### What you need to do
Could you echo every one of the lines below, character for character?

[Begin Listed records]

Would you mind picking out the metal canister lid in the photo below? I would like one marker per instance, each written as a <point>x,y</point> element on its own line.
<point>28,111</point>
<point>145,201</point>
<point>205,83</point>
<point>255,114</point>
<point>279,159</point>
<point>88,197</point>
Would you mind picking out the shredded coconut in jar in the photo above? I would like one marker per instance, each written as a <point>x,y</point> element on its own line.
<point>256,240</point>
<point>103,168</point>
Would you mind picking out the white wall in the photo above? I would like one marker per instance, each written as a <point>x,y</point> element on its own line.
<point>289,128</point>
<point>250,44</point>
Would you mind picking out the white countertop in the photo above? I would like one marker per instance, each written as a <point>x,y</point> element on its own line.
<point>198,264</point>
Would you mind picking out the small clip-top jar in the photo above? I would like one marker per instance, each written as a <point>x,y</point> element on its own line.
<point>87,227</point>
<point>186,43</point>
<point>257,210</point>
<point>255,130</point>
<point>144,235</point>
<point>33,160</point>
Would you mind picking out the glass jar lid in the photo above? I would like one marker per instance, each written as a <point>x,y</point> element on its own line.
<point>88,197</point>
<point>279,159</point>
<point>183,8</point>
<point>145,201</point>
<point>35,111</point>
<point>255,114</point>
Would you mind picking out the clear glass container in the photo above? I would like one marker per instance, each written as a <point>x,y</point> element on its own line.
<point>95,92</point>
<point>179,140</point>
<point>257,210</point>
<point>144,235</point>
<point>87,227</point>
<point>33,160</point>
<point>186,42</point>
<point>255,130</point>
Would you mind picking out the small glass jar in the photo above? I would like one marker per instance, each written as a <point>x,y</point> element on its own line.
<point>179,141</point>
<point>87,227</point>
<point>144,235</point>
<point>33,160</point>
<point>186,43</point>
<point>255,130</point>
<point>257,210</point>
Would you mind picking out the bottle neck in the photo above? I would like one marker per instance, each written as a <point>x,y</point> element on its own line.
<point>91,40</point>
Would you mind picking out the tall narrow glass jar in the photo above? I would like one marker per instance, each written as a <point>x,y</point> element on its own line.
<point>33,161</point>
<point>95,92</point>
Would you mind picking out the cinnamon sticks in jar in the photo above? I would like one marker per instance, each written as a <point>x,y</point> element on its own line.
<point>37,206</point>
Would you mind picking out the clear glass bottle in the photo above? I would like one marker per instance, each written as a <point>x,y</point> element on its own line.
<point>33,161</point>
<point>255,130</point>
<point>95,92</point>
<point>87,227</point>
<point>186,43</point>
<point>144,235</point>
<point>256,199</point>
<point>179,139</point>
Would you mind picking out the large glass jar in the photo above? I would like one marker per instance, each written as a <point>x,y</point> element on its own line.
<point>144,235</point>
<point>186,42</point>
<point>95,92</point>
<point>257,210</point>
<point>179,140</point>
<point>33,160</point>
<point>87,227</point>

[End Listed records]

### Result
Would you mind picking out the metal canister lid in the photo below? I would like one marker per instance, each written as a <point>x,y</point> element on its own line.
<point>28,111</point>
<point>145,201</point>
<point>205,83</point>
<point>255,114</point>
<point>279,159</point>
<point>88,197</point>
Would you mind picking out the shredded coconut in jar in the photo above? I would like one marker per instance, each written as a <point>x,y</point> element on its own line.
<point>256,240</point>
<point>103,168</point>
Would you mind picking out the white wall in the photo above? I would like one marker per instance, each written as a <point>x,y</point> element on its own line.
<point>289,128</point>
<point>250,44</point>
Would you mind picking out the white countertop in the photo above? I would like one marker per instance, each written as a <point>x,y</point> element on its own line.
<point>198,264</point>
Would you mind picking out the small clip-top jar in the photo above? I would like one marker per instance, each written as a <point>x,y</point> element on its own line.
<point>87,227</point>
<point>186,43</point>
<point>257,210</point>
<point>255,130</point>
<point>144,235</point>
<point>33,160</point>
Would you mind picking out the glass jar lid in the photo above? I would like one marker per instance, each written as a <point>x,y</point> element on its own line.
<point>88,197</point>
<point>279,159</point>
<point>183,8</point>
<point>145,201</point>
<point>35,111</point>
<point>255,114</point>
Would you mind picking out the clear glass container in the photo above? I would like one marker per instance, each written as a <point>x,y</point> element on its own line.
<point>95,92</point>
<point>179,140</point>
<point>257,210</point>
<point>144,235</point>
<point>87,227</point>
<point>33,160</point>
<point>186,42</point>
<point>255,130</point>
Would you mind picking out the small glass jar in the photo above? I would like one marker per instance, each written as a <point>x,y</point> element on its own line.
<point>179,141</point>
<point>87,227</point>
<point>144,235</point>
<point>33,160</point>
<point>186,43</point>
<point>255,130</point>
<point>257,210</point>
Would you mind picking out the bottle neck in the photo above? I would like one marker per instance, each written as a <point>x,y</point> element on its own line.
<point>91,40</point>
Would you mind picking out the tall narrow glass jar in the photo above? I would like one marker per instance, each written as a <point>x,y</point> element on its own line.
<point>33,161</point>
<point>95,92</point>
Would you mind picking out the cinnamon sticks in jar in the photo above? I would like one marker per instance, each written as a <point>x,y</point> element on its own line.
<point>37,206</point>
Would you mind picking out the clear glass bottle in the photo above? I would like one marker per instance, each written as a <point>x,y</point> element on its own line.
<point>33,161</point>
<point>255,130</point>
<point>95,92</point>
<point>87,227</point>
<point>186,43</point>
<point>144,235</point>
<point>256,199</point>
<point>179,139</point>
Would you mind picking out the large glass jar in the photo above? I would like one marker per instance, each written as a <point>x,y</point> element on its own line.
<point>144,235</point>
<point>186,42</point>
<point>95,92</point>
<point>257,210</point>
<point>179,140</point>
<point>33,160</point>
<point>87,227</point>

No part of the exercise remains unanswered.